▶ _Raw records_
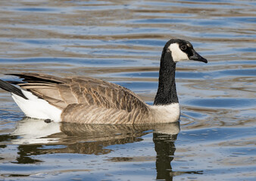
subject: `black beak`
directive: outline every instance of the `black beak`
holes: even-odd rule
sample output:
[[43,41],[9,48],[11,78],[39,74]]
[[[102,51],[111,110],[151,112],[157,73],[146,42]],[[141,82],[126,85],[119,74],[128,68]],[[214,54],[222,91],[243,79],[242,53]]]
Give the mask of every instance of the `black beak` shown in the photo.
[[199,55],[195,50],[192,50],[192,53],[193,53],[193,55],[189,57],[189,60],[204,62],[205,63],[208,63],[207,60],[202,57],[201,55]]

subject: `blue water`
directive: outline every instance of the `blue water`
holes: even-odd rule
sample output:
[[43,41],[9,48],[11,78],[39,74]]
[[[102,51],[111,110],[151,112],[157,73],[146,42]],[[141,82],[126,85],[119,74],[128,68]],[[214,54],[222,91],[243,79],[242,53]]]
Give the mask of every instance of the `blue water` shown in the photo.
[[0,78],[90,76],[152,104],[170,38],[208,60],[176,66],[179,123],[95,126],[23,118],[0,90],[1,180],[254,180],[254,1],[0,2]]

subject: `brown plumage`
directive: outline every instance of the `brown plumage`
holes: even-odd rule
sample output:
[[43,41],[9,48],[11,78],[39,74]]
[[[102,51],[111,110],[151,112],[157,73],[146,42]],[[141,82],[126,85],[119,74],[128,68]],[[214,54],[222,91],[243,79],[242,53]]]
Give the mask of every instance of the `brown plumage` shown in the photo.
[[145,123],[148,107],[136,94],[122,86],[87,77],[59,77],[10,74],[23,78],[18,83],[63,111],[65,122],[94,124]]
[[[56,121],[86,124],[151,124],[178,121],[176,63],[207,63],[187,41],[170,39],[163,48],[154,105],[122,86],[86,77],[59,78],[36,73],[10,74],[23,82],[0,81],[26,115]],[[17,84],[23,90],[11,84]]]

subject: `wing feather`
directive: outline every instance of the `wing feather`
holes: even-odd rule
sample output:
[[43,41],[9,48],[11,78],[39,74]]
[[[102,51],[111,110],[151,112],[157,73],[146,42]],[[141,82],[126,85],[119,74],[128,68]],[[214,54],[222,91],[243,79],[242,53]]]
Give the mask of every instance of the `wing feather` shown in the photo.
[[62,109],[67,110],[70,104],[80,104],[128,112],[135,109],[139,109],[140,112],[148,110],[148,106],[136,94],[102,80],[87,77],[61,78],[36,73],[11,75],[23,78],[23,83],[17,84],[22,88]]

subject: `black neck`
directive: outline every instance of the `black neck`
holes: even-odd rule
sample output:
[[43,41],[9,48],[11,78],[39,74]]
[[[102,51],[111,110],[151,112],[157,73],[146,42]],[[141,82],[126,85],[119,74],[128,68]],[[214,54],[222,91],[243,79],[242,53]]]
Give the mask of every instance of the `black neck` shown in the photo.
[[171,52],[163,51],[160,63],[159,83],[154,105],[168,105],[179,103],[175,84],[176,63]]

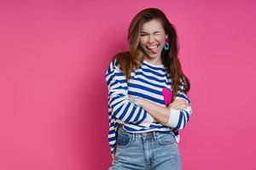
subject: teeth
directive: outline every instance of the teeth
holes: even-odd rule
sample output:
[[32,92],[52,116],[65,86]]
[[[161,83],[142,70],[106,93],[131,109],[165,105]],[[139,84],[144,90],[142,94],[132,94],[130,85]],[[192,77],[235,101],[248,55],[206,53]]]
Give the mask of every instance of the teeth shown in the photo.
[[147,48],[157,48],[159,45],[154,45],[154,46],[148,46]]

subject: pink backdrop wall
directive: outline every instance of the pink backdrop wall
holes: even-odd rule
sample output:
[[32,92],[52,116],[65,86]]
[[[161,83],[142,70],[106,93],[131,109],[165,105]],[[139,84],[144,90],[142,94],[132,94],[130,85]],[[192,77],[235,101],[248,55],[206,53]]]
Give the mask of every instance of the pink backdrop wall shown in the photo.
[[105,71],[140,10],[176,26],[193,115],[183,169],[255,169],[253,1],[1,1],[0,169],[108,169]]

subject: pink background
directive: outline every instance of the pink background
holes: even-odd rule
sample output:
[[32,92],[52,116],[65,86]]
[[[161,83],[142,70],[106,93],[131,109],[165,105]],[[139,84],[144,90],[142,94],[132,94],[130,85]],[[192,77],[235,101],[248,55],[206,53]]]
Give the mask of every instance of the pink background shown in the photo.
[[1,1],[0,169],[108,169],[105,71],[132,17],[177,28],[193,115],[183,169],[256,169],[252,1]]

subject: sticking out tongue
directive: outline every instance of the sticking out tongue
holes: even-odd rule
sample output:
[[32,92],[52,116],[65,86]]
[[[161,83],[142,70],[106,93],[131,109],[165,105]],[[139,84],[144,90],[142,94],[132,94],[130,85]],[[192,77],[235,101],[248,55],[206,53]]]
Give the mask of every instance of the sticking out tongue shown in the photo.
[[153,48],[149,48],[150,51],[152,51],[153,53],[156,54],[158,51],[158,47]]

▶ _Exercise goal_
Arrange the lines from the one containing "subject: pink background" through the one containing "Give the mask of every instance of the pink background" as a JSON list of strings. Include both end lines, make each line its own string, and leave out blank lines.

▶ _Task result_
[
  "subject: pink background",
  "directive: outline every instance of the pink background",
  "holes: even-odd rule",
  "sample output:",
  "[[32,92],[52,116],[65,86]]",
  "[[[161,83],[142,70],[106,93],[131,109],[165,105]],[[139,84],[144,90],[142,94],[132,94],[130,85]],[[192,77],[235,101],[248,55],[206,53]]]",
  "Give the mask of every instance of the pink background shown in the photo."
]